Below are some entries; can you quote all of them exactly?

START DATA ROWS

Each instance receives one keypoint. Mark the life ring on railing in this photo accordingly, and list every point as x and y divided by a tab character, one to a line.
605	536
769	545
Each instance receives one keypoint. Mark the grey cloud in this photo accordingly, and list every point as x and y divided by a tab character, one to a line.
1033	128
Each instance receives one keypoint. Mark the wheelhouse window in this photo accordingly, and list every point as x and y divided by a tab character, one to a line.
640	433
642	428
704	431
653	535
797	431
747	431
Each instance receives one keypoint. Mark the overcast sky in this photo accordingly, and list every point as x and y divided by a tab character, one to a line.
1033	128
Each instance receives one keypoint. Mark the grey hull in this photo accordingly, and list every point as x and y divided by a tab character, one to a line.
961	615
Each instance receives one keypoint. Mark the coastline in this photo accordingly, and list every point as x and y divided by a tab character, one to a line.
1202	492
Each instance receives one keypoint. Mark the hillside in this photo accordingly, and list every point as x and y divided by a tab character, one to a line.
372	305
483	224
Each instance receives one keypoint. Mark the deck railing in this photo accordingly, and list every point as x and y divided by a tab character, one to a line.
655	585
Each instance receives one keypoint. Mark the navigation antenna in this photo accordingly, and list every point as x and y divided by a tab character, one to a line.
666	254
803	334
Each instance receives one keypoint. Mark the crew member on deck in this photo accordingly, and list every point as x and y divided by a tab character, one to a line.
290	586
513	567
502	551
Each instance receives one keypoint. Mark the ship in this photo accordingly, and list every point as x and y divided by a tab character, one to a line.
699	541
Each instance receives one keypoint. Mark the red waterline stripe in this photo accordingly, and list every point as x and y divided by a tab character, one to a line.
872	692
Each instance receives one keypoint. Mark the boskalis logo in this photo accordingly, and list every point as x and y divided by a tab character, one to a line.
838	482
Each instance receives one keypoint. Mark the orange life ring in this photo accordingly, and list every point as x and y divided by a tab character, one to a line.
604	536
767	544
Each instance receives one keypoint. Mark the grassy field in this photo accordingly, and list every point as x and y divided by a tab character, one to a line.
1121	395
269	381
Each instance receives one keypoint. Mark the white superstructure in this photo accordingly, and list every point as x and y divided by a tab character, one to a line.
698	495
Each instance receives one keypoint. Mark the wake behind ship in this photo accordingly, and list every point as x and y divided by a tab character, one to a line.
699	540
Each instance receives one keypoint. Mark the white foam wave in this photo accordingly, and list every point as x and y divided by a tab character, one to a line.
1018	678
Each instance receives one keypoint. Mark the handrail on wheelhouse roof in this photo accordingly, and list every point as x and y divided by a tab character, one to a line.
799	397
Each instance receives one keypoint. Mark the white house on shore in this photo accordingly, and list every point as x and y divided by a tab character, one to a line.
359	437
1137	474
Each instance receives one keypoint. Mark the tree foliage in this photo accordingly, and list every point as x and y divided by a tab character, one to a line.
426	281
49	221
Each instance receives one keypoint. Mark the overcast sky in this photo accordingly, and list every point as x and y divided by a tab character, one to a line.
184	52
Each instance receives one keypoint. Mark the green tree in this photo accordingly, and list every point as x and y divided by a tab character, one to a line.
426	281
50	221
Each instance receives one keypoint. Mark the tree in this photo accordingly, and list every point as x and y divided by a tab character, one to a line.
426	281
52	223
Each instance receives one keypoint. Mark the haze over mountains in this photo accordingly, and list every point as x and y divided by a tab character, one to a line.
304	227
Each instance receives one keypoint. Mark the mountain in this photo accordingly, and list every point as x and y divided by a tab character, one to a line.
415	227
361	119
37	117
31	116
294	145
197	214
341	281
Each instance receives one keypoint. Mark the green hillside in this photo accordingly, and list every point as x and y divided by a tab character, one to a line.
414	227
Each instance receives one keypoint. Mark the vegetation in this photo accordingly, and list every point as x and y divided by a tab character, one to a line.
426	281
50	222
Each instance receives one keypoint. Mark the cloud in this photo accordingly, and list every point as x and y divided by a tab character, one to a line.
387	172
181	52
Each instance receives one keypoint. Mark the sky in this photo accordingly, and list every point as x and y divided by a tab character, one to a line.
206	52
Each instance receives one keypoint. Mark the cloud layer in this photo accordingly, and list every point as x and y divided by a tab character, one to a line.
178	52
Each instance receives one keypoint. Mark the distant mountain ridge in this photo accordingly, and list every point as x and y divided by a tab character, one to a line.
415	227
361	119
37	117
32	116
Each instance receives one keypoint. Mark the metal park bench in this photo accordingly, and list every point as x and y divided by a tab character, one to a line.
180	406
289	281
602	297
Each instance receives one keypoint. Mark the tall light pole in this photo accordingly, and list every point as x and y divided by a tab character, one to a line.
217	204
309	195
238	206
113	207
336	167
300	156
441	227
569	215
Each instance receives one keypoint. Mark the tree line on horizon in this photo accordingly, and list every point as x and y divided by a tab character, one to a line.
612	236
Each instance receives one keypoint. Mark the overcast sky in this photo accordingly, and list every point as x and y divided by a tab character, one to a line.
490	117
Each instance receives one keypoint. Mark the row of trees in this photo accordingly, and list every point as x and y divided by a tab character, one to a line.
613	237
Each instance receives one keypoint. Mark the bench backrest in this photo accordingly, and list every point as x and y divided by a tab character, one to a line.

END DATA ROWS

**COMPLETE OUTPUT**:
Each instance receives one keypoint. Mark the life ring on railing in this photo accordingly, and list every point as x and y divided by a tab character, one to a line.
605	536
769	545
Each instance receives one keypoint. Mark the grey cloud in this photo accordingly, and list every point as x and y divided by a tab character, one to a line.
1033	128
Each instance receives one keypoint. Mark the wheelhouse window in this photo accordingly, and list every point as x and y divided by a tab character, one to a line.
640	433
642	428
704	431
653	535
797	431
747	431
Each instance receives one keypoint. Mark the overcast sky in this photo accordingly, and list every point as x and y divided by a tab character, one to a line.
1033	128
Each instance receives one keypoint. Mark the grey hull in this photo accordingly, and list every point as x and y divided by a tab character, one to a line.
961	615
Each instance receives one keypoint. Mark the coastline in this photo accordingly, and list every point as x and y divided by a tab character, one to a line.
1202	492
Each instance receives one keypoint. Mark the hillside in this photo accordingly, and list every point as x and y divided by a tab character, one to a line.
372	305
483	224
Each instance receives one keypoint. Mark the deck railing in this photo accordingly, and list every point as x and y divided by a tab character, one to a line.
655	585
Each instance receives one keypoint. Mark the navigation antenna in this photo accordingly, and list every point as x and y divided by a tab character, one to a line.
666	254
803	334
Each instance receives one keypoint. Mark the crew member on deck in this photo accordingly, and list every point as x and y divided by a tab character, one to a line.
290	586
513	567
502	551
Each instance receives one keypoint. Mark the ship in this photo accordingly, and list every point as x and y divided by a tab character, one to a line.
699	541
Each instance receives one keypoint. Mark the red waterline stripe in this photo accordingly, and list every point as x and y divided by a tab character, one to a line.
872	692
Each instance receives one keypoint. Mark the boskalis logo in this photo accordingly, and list every point as x and y divided by a tab character, one to a line.
838	482
Each instance receives one keypoint. Mark the orange life ring in this photo accordingly, and list every point as x and y divided by a tab character, one to a line.
604	536
767	544
Each instance receives one keypoint. Mark the grassy field in this photo accordingly, and list every point as x and y divided by a tab character, one to a line.
1121	395
269	381
Each instance receives one keypoint. Mark the white superstructure in this photo accordingly, and list every point as x and y divided by a tab character, one to a line.
698	495
Each instance receives one keypoint. Mark the wake behind ship in this photo accordingly, and list every point as x and y divided by a tab character, one to a line.
699	540
Each instance receives one keypoint. Mark the white foam wave in this photo accordingly, and list every point as x and y divided by a tab character, one to a line.
1018	678
Each instance receives one keypoint. Mark the handrail on wheelhouse roof in this photo accordingly, and list every point as x and y divided by a tab character, one to a line.
799	397
Each instance receives one keypoint. Mark the white house on shore in this photo accordingly, and list every point as x and y divided by a tab character, one to a line.
359	437
1137	474
Each instance receives one keypoint. Mark the tree foliage in this photo accordingly, and list every point as x and y divided by a tab character, one to a line.
426	281
49	221
Each instance receives one keypoint. Mark the overcast sky in this photo accordingly, and list every point as x and y divided by a tab character, one to a line.
184	52
Each instance receives one keypoint. Mark the green tree in this photo accordingly, and list every point as x and y divided by a tab character, one to a line.
426	281
50	221
Each instance receives one keypoint. Mark the tree in this photo accordingly, and list every point as x and y divided by a tab character, one to a line.
426	281
52	223
Each instance receives one keypoint. Mark the haze over mountains in this photo accordingly, and list every point as x and y divided by a tab character, one to a line.
304	227
Each instance receives one keypoint. Mark the mountain in this photo accordingly, and list every point as x and y divided by a tab character, one to a line.
415	227
361	119
37	117
31	116
294	145
197	214
341	281
Each instance receives one keypoint. Mark the green hillside in this photo accordingly, and list every point as x and y divided by a tab character, one to a line.
414	227
Each instance receives one keypoint. Mark the vegetation in this photo accordingly, and list every point as x and y divided by a tab character, one to a line.
426	281
50	222
Each instance receives one keypoint. Mark the cloud in this photo accordingly, and list every point as x and y divided by a tab character, one to a line.
387	172
181	52
Each instance receives one keypoint. Mark the sky in this photo accordingly, and list every point as x and y divided by a tab character, one to a line.
206	52
Each instance receives one keypoint. Mark the cloud layer in this photo accordingly, and list every point as x and y divided by a tab character, one to a line.
178	52
Each instance receives one keypoint. Mark the distant mountain ridge in this photo accordingly, and list every point as x and y divided by a tab character, one to a line.
415	227
361	119
37	117
32	116
Each instance receives one keypoint. Mark the metal park bench in this photo accordingly, and list every point as x and y divided by a tab character, one to a line.
180	406
289	281
602	297
Each instance receives one keypoint. Mark the tall light pole in this photo accordingly, and list every point as x and y divided by a tab character, one to a line.
217	204
309	195
238	206
113	207
336	167
300	156
441	227
569	215
Each instance receives one keypoint. Mark the tree line on horizon in this photo accordingly, and list every point as x and y divided by a tab character, one to a line.
612	236
Each instance receives one keypoint. Mark the overcast sky in this photo accordingly, and list every point as x and y divided by a tab character, one to a line.
490	117
Each instance receives one keypoint. Mark the row of trees in this photo accordingly, and list every point as x and y divided by a tab character, one to a line.
613	237
Each instance receives one keypoint. Mark the bench backrest in this photo accordingly, and list every point as x and y divided by a tab character, one to a line.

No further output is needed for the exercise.